掲載文 –
なんとなくクラシテル

獣医という仕事をしている人間の生活の例の一。
ほとんどが(多分)しょーもない話。

救急医療

2008年10月24日 | 仕事
について、今回の事件、なんか、医療従事者としては実にいやな感じだ。なにがってマスコミの取り上げ方がさ。こんなことは書きたくないのだが、もうちょっと限界だな。

 脳内出血か、遠い親戚なんだけど、彼女も脳内出血で脳死状態に陥って、で、子供はなんとか帝王切開で助かった。で、これ、新聞記事になったのよ、「美談」としてね。子供だけでも助けられて良かった、というのが、それを記事にした新聞の論調だった。10年以上前のことだが。

 今ね、高度医療云々ってマスコミがはやし立ててるせいかどうか知らないが、「助かって、後遺症0、が当たり前」と思ってないか?皆さん。医療で「当たり前」はありえないのに。脳内出血というのは、命にかかわる。で、助かったとしても、重い後遺障害が残る可能性だって高い。未熟児を抱えて、さらにそういう人を看護する、できますか?それだけじゃないぞ、金もメチャクチャかかるぞ、対応できますか?

 なんかねえ、「生まれる」だの「死ぬ」だのを安直に舞台設定にしてるじゃない、ドラマだの映画だの、本でも、だからさ、すごく安易に考え過ぎてると思うんだよね、医療つうものをさ。どのくらい金がかかるか、とかそういう部分は全く取り上げないでしょ、その手の話って。医療はボランティアじゃないんですよ。

 時々「時間外診療して欲しい」ってTELがかかる。当院の患者さんじゃない人物からね。その理由が、最近すごく安易になってきている、のはどういう訳なんだろうか?例えば、こんな例。

1)ずうっと調子が悪かった。で、別の病院で診て貰ってるんだが、今かなり具合が悪い、が、その病院に連絡がつかない。から、診てくれ。

[テキストから領域への対応付けデータ]
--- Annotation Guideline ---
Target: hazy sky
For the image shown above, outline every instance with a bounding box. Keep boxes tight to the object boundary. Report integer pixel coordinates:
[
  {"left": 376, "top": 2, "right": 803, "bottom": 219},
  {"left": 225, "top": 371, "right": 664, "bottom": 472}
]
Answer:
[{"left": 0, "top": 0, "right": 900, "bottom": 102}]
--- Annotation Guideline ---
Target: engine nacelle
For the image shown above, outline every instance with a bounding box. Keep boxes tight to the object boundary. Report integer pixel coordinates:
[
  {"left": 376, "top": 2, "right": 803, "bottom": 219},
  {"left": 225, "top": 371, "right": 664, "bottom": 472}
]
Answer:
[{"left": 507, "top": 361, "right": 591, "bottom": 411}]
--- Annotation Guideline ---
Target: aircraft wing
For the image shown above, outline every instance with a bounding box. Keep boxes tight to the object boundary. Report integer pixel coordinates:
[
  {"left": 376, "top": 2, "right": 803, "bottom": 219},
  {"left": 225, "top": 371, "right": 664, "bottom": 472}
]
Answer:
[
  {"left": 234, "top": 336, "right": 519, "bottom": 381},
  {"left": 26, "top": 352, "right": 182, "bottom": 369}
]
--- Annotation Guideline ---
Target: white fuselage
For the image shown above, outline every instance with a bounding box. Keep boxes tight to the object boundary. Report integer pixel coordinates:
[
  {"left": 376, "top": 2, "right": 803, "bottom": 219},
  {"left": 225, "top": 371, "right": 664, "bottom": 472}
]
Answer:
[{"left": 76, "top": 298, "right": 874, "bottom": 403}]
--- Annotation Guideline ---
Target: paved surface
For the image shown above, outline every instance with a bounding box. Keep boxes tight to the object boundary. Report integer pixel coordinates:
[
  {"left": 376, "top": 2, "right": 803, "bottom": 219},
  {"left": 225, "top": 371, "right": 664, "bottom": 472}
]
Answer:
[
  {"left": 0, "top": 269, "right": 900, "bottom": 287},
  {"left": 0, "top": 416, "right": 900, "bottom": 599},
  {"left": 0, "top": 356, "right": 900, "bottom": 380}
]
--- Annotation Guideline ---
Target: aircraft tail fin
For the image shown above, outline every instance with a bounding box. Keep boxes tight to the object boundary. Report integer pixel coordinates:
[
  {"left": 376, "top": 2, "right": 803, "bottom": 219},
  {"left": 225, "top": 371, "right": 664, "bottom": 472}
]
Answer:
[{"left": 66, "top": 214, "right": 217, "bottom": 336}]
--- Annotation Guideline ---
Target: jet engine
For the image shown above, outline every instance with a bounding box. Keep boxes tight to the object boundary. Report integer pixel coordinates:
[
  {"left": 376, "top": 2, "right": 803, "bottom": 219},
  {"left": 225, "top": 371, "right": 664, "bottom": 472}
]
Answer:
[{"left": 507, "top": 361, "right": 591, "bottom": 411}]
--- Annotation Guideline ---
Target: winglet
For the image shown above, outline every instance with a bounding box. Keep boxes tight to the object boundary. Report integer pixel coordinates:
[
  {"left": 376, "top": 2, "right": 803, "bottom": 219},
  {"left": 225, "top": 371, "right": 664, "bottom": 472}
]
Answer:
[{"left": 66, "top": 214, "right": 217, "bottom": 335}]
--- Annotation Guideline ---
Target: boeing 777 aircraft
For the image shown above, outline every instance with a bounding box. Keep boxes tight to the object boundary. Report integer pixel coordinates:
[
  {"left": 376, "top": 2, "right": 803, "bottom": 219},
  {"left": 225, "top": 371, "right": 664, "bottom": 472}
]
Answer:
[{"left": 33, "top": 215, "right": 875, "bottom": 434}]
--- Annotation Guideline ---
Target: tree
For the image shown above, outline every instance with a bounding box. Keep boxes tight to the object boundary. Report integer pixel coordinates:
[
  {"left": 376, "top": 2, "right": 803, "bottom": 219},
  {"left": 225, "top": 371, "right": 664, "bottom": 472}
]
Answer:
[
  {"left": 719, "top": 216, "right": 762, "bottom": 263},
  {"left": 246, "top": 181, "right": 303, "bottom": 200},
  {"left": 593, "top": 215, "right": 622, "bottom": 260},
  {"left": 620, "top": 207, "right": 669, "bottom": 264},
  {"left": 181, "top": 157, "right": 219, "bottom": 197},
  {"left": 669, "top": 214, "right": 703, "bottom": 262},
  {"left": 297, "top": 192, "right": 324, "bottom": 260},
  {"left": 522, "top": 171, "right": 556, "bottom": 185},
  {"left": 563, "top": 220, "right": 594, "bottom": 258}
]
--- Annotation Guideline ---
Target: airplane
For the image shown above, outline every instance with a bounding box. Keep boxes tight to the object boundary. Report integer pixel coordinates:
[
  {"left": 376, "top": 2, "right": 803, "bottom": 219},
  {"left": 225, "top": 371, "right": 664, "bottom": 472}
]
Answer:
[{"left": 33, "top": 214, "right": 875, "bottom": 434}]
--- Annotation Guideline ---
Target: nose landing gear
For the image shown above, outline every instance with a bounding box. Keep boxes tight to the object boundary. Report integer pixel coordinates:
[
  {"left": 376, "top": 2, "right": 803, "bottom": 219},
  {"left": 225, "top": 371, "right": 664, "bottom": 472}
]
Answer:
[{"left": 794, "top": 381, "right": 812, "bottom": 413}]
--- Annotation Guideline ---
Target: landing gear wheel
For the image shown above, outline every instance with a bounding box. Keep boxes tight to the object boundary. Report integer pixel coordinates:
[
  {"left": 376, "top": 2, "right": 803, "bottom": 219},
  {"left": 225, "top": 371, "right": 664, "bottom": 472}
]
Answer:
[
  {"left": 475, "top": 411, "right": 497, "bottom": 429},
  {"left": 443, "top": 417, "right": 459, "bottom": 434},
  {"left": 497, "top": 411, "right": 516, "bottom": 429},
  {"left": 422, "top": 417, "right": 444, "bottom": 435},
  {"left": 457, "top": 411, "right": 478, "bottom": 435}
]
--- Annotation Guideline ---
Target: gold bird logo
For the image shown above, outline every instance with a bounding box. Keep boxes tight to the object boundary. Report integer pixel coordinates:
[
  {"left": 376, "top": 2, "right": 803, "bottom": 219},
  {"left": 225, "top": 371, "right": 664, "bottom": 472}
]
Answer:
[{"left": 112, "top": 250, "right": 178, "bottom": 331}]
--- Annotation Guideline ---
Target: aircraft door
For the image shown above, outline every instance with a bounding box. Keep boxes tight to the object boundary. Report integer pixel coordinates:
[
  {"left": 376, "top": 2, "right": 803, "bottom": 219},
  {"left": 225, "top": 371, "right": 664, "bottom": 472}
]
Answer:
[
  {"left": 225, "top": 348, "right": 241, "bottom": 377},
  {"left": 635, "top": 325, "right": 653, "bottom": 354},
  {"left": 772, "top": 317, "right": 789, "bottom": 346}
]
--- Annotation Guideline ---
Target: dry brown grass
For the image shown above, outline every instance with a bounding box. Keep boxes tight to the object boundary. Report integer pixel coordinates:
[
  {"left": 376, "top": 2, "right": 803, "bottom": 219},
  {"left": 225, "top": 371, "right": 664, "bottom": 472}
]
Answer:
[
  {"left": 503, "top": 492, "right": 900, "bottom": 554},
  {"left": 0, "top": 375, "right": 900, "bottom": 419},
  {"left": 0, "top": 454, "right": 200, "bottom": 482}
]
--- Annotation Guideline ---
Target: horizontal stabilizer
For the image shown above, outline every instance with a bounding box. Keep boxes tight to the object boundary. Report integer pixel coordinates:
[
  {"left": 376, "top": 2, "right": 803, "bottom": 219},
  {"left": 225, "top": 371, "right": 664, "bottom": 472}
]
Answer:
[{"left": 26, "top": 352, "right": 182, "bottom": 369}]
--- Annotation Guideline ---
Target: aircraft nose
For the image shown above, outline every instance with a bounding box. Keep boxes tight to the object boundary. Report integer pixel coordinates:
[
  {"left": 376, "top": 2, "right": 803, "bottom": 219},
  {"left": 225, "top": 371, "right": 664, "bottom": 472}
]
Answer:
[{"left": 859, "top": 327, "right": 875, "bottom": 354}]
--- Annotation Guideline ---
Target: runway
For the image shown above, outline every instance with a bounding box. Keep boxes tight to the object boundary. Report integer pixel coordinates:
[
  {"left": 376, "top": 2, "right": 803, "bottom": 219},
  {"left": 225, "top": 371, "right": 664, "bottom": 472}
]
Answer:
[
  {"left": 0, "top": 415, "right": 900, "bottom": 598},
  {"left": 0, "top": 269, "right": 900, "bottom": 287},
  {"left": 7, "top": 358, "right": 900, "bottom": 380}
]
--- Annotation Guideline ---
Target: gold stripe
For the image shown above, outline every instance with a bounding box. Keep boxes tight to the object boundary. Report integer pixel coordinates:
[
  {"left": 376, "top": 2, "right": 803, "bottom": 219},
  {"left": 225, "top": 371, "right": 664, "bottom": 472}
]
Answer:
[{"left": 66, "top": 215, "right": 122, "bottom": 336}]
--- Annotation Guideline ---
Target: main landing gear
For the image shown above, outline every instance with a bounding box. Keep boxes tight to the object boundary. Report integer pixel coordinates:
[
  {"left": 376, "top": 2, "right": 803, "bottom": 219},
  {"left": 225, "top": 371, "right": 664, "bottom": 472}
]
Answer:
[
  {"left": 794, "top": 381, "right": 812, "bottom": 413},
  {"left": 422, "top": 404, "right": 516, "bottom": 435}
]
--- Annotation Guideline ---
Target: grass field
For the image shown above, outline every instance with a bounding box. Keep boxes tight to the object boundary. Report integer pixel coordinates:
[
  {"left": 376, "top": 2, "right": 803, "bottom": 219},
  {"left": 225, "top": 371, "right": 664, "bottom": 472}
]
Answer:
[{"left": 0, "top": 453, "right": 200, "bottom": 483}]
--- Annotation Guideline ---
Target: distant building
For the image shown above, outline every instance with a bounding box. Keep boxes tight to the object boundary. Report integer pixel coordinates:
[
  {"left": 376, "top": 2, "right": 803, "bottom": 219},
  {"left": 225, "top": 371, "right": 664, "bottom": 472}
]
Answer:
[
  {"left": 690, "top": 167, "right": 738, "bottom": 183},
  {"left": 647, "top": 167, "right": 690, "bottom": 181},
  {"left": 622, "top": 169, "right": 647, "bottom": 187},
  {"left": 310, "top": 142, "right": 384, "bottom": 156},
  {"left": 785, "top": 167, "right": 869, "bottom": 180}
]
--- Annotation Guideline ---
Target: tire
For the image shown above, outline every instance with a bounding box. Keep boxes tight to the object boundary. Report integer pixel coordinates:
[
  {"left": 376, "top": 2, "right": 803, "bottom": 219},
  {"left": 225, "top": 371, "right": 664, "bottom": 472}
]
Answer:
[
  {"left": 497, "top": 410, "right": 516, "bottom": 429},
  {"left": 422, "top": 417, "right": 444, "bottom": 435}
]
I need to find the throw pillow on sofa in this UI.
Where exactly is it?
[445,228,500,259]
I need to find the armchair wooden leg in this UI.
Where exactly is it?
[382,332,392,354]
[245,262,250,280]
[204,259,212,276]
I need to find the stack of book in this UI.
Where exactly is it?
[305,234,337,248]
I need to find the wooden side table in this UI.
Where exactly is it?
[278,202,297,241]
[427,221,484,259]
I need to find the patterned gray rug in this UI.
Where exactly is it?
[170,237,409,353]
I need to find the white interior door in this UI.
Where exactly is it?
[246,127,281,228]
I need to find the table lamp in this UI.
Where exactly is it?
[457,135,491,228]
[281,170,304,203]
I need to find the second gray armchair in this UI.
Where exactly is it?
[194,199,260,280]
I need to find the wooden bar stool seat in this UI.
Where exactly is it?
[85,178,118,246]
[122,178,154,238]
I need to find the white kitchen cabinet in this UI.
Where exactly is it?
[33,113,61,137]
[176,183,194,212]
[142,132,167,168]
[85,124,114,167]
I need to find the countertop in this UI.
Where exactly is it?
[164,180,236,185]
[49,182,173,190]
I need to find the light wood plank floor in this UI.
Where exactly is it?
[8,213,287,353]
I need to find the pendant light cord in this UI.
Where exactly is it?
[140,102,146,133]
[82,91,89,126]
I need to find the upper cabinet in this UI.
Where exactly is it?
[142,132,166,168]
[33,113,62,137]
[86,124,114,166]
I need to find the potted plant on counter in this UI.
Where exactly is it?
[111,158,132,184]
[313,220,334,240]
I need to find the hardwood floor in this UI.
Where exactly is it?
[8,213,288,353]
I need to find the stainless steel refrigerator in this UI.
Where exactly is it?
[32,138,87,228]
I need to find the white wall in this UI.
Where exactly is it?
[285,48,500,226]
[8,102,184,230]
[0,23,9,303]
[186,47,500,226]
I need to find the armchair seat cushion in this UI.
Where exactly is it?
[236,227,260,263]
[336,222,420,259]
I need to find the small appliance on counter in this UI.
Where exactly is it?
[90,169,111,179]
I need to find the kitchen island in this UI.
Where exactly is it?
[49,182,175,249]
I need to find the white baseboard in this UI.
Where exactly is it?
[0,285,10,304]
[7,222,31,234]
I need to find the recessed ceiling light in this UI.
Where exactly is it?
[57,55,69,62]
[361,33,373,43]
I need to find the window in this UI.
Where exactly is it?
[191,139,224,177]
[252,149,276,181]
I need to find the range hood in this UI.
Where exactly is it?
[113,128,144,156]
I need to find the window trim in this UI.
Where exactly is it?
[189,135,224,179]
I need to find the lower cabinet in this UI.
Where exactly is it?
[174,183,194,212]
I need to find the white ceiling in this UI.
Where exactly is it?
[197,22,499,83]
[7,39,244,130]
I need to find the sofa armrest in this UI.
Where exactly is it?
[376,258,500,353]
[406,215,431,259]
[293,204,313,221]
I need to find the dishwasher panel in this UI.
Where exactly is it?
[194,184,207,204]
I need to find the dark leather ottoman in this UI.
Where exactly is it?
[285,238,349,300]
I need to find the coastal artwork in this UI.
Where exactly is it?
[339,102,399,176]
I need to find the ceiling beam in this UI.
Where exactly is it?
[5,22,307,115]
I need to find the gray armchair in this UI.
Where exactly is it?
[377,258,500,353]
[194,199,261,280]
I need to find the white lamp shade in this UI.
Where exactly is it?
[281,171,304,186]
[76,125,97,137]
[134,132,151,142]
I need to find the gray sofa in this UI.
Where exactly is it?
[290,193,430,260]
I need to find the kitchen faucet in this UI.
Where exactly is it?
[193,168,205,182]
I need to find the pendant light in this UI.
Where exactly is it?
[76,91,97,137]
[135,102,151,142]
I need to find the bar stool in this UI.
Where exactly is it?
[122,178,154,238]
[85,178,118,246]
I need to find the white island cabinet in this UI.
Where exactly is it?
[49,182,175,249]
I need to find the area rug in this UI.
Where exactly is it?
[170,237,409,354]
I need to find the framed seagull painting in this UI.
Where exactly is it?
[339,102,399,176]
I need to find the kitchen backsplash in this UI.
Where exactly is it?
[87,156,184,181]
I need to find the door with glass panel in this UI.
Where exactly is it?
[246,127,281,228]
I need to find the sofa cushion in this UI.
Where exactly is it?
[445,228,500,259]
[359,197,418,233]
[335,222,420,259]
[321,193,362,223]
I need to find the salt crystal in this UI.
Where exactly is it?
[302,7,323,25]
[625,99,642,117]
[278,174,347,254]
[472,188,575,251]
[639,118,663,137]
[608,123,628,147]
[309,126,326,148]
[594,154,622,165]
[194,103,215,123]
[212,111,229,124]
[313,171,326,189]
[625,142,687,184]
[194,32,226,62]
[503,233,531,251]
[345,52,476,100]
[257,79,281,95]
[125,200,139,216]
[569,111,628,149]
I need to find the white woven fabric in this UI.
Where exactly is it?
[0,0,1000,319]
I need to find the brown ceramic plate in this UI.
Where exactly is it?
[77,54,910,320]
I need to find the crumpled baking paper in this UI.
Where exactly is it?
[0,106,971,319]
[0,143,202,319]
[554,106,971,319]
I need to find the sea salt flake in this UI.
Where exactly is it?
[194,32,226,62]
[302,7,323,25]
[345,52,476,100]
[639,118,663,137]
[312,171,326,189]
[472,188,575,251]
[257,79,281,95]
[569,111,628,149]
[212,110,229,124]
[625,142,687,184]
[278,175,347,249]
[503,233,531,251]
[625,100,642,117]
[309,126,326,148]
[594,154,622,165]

取り組む内容 –
A - 救急医療についての文章にある「脳内出血というのは、命にかかわる。」という一文を英語に訳すこと。
B - 救急医療についての文章を、最後の文の後から引き継いで書き進めてください。
資料は本文とは別に扱うものとする。

解答一覧 –
A - A brain hemorrhage is life-threatening.

B -
 そういう病院をどうして主治医にしてるんですか?ずっと調子が悪いのなら、こういう場合どう対応するべきか、どう対応してもらえるのか、主治医と打ち合わせしておくのが当然ではないか。そういう話し合いに応じないのなら、応じてくれる病院を意地でも探し出しておく、のが飼主の務めだろう。横着すぎます。

2)自分の仕事の都合に合わせて予約したい、時間外診療してくれ。

 病院はコンビニじゃありません。

とかね。

 で、こういう人物は、診てほしい動物が何か、も言わないんだよね。犬ですか?猫ですか?カメですか?と聞いて、ようやく「犬です」あのさ、犬ったって、チワワからセントバーナードまでいるでしょ、どれよ?
 こういう風に、基本的な情報0で初診で診る、というのは医療側からすると物凄いリスキーなことなのだ。だから、普通の診療時間に来院して、健康な状態を見てもらって、カルテにそれを記録して、極めて重要なプロセスなんだが。で、そういう情報を話から集めようとすると、今度は逆ギレするんだ「もう結構です!!ガチャン」なんて。まあ、いいけどね。
 そうじゃなければ、「時間外診療費を頂きますが」と言った途端に態度が変わる「じゃ、様子見ます」とかね。ふーん、その程度の「具合が悪い」んですか。

 あとね、駆け込んできた時は大騒ぎだったくせして、翌日来たときはぶんむくれてて、金を投げつけるように置いてった奴もいる。多分、冷静になってから「こんなに金かけることなかった」って思ったんじゃないかな。うちの時間外診療費は安い方だと思うんですがねえ。

 ので、もう、当院は「時間外診療は当院患者のみ受付」に変更しよう、初診患者の無礼な態度にはアタマに来るから、と真剣に検討し始めている。ほら、こうやって、患者側が医療を追い込んでしまうんだよ。

 医療をなめてるよな、と感じざるを得ない。